---------- Exercise inputs ----------
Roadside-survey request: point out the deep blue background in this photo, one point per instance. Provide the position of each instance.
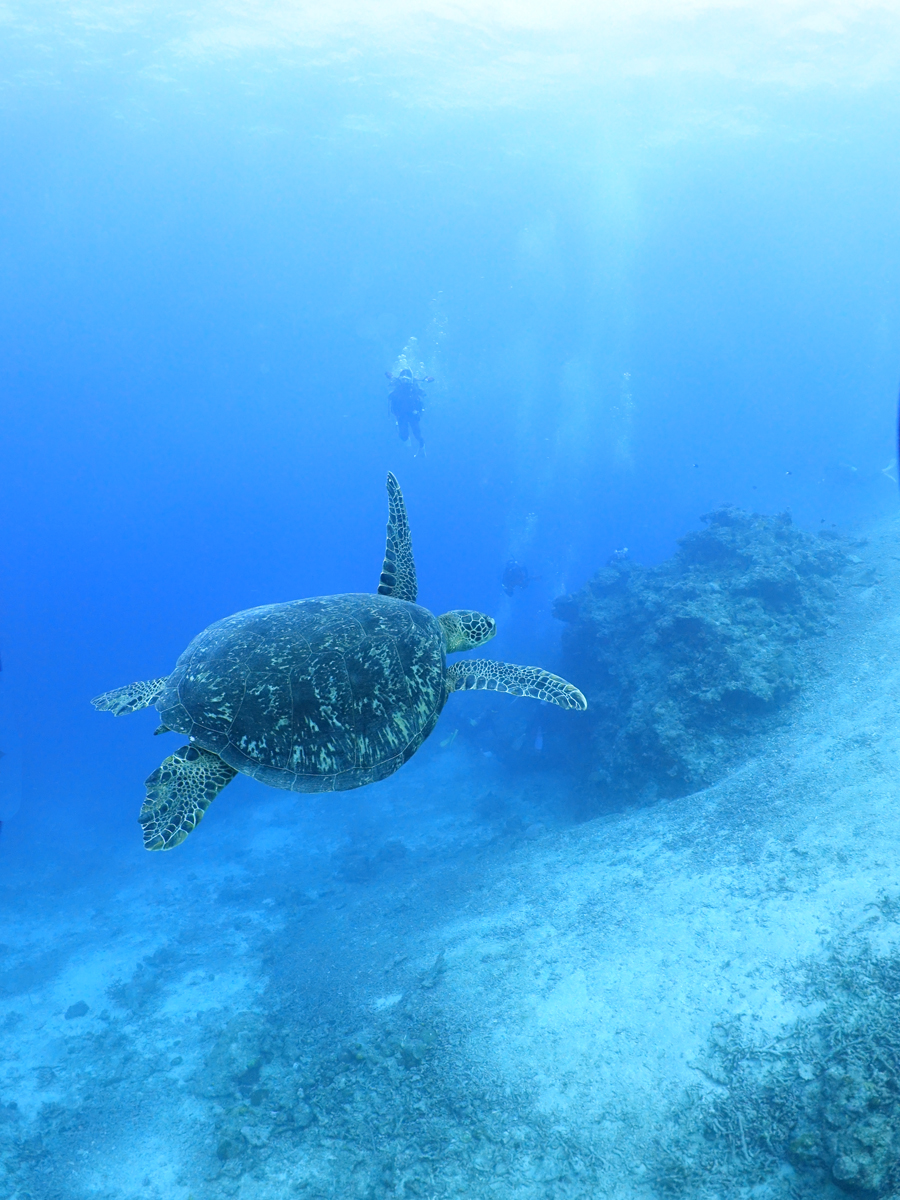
(202, 291)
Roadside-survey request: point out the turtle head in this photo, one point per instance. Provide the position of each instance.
(465, 629)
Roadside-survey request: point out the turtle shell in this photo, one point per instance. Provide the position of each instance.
(315, 695)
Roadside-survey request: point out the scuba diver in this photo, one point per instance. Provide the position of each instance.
(515, 575)
(407, 403)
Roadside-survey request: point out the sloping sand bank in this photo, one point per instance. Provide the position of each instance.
(433, 995)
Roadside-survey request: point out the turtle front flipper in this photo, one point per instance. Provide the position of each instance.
(131, 697)
(399, 569)
(179, 792)
(483, 673)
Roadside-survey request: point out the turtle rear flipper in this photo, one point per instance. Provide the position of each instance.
(131, 697)
(483, 673)
(399, 569)
(179, 792)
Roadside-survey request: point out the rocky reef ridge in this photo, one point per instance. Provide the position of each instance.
(682, 663)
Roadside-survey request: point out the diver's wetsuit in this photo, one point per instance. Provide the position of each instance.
(407, 405)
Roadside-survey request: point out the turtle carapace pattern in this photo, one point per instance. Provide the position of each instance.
(316, 695)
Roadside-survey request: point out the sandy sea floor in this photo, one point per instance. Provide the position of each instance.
(448, 990)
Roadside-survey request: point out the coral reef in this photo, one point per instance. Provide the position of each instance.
(682, 661)
(816, 1108)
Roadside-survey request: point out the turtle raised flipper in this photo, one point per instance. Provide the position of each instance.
(179, 792)
(399, 569)
(483, 673)
(131, 697)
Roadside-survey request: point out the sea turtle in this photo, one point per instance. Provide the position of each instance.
(316, 695)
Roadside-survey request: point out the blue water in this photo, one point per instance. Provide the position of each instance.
(652, 268)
----------
§ **What you should do**: Everything in the records is to be repeated verbatim except the pictures.

§ **Exercise result**:
Roadside-survey request: point out the deep blue background in this photo, one point per instance. Provide the position of each instance.
(202, 291)
Roadside-survey request: point out the turtle head in this photo, one point per instance. Provide the position of each instance.
(465, 629)
Roadside-survey request: point out the turtle shell in this photo, one point per instance. Provide the position of each instance.
(315, 695)
Roadside-survey request: point out the scuba diver in this photo, one point per instance. Provide the position of each instance.
(515, 575)
(407, 403)
Roadside-survey request: point out the sloping sand bank in this photo, one point per instance. Provide the position of each instance.
(433, 995)
Roadside-survey request: point out the turtle front flipper in this photo, one point per instance. Provide the position of each instance.
(131, 697)
(399, 569)
(179, 792)
(483, 673)
Roadside-survey request: point out the turtle rear flipper in this photo, one point per instance. Provide the position of each instance.
(131, 697)
(483, 673)
(399, 569)
(179, 792)
Roadside-survey request: point out the rocky reef ridge in this photo, one point per instance. Provide the position of each instance.
(682, 663)
Roadside-survey request: point out the diver's wetsuit in this photo, one point per instance. Provide the position of each instance.
(407, 405)
Roadside-survey request: point out the turtle carapace pattern in this photo, one point per instance. Provide the position of each instance.
(316, 695)
Roadside-survey request: point out the sandy sea floor in this photo, one point per instance. Provide the position of each instance.
(448, 990)
Roadside-survey request: point out the coral reef in this photo, one point per instance. Provide the position of each instance.
(682, 661)
(816, 1108)
Roadside-survey request: point out the turtle raised flipper in this photo, one point per instance. Provide the position of each instance.
(179, 792)
(399, 569)
(483, 673)
(131, 697)
Roadside-survey request: point out the sea turtle in this photo, one point per instance. Provide the position of each instance.
(316, 695)
Roadside-survey request: point out the blue water in this photo, one point per instance. Provide the position of each instance.
(652, 268)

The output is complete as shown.